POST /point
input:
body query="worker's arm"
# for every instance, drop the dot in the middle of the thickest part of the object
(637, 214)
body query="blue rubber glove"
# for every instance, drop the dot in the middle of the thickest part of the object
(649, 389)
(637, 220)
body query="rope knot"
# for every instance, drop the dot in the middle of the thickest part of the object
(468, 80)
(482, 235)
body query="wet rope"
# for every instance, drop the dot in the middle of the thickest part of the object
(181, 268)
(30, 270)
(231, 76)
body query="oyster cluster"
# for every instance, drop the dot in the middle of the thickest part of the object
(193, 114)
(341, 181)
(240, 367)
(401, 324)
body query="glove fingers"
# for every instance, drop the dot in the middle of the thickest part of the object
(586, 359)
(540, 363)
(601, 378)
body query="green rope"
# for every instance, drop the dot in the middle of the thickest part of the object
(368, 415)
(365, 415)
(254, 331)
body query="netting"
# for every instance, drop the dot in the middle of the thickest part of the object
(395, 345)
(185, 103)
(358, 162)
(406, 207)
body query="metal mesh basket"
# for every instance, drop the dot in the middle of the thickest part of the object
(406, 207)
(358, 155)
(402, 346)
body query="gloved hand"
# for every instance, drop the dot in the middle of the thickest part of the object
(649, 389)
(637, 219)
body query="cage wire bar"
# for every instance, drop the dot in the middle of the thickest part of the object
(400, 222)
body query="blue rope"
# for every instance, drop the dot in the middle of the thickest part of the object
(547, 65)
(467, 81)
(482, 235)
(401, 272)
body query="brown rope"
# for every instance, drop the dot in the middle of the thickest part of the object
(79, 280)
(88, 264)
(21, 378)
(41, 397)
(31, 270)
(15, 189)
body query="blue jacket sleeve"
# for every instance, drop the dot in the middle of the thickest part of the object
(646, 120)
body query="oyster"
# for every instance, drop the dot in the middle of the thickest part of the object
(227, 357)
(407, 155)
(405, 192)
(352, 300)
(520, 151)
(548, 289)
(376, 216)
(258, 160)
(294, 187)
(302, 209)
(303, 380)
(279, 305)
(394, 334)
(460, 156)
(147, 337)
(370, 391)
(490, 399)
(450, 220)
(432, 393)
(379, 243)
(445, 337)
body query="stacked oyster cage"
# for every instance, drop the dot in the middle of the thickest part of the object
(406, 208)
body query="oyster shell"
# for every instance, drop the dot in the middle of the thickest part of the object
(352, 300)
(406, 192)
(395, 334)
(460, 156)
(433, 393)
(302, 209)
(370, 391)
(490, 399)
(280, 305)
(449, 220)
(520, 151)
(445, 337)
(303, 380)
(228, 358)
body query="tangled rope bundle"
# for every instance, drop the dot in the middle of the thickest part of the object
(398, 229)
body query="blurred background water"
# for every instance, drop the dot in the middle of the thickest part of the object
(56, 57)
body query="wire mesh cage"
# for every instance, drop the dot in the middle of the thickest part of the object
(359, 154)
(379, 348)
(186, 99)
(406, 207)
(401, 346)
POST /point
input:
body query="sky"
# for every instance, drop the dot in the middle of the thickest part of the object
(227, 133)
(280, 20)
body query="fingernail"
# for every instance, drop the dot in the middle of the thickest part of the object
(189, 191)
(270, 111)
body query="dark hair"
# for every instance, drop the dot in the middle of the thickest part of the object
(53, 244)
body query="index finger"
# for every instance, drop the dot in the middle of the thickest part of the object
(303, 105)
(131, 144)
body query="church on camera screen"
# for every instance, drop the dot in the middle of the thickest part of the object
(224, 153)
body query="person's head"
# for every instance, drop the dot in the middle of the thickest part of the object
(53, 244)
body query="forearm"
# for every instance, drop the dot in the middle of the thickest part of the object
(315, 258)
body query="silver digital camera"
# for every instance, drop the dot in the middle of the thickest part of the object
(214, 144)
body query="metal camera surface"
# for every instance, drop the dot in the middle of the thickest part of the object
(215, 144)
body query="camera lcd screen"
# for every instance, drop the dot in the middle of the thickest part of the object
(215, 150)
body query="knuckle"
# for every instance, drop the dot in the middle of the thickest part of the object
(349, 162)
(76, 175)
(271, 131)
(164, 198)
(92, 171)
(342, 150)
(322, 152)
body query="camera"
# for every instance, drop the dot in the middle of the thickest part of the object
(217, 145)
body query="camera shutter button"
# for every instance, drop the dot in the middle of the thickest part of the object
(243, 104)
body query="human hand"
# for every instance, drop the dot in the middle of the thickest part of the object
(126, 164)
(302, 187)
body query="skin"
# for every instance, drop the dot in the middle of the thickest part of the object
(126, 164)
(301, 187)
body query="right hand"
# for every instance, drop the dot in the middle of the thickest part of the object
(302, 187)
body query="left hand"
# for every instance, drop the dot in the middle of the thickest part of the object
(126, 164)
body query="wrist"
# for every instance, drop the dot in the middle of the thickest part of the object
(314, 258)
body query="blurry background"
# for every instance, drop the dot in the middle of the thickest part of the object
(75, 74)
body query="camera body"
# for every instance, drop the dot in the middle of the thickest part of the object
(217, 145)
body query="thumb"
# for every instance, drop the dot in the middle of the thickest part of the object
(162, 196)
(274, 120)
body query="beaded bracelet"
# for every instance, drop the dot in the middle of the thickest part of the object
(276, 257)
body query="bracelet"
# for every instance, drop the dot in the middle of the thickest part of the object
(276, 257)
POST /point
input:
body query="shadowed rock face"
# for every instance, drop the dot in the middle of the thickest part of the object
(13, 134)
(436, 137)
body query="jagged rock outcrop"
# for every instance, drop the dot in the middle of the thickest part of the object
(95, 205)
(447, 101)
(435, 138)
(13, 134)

Short exercise: Pull out every line of the records that contains the word "blue".

Final result:
body query="blue rubber glove"
body query="blue rope"
body query="blue jacket sleeve"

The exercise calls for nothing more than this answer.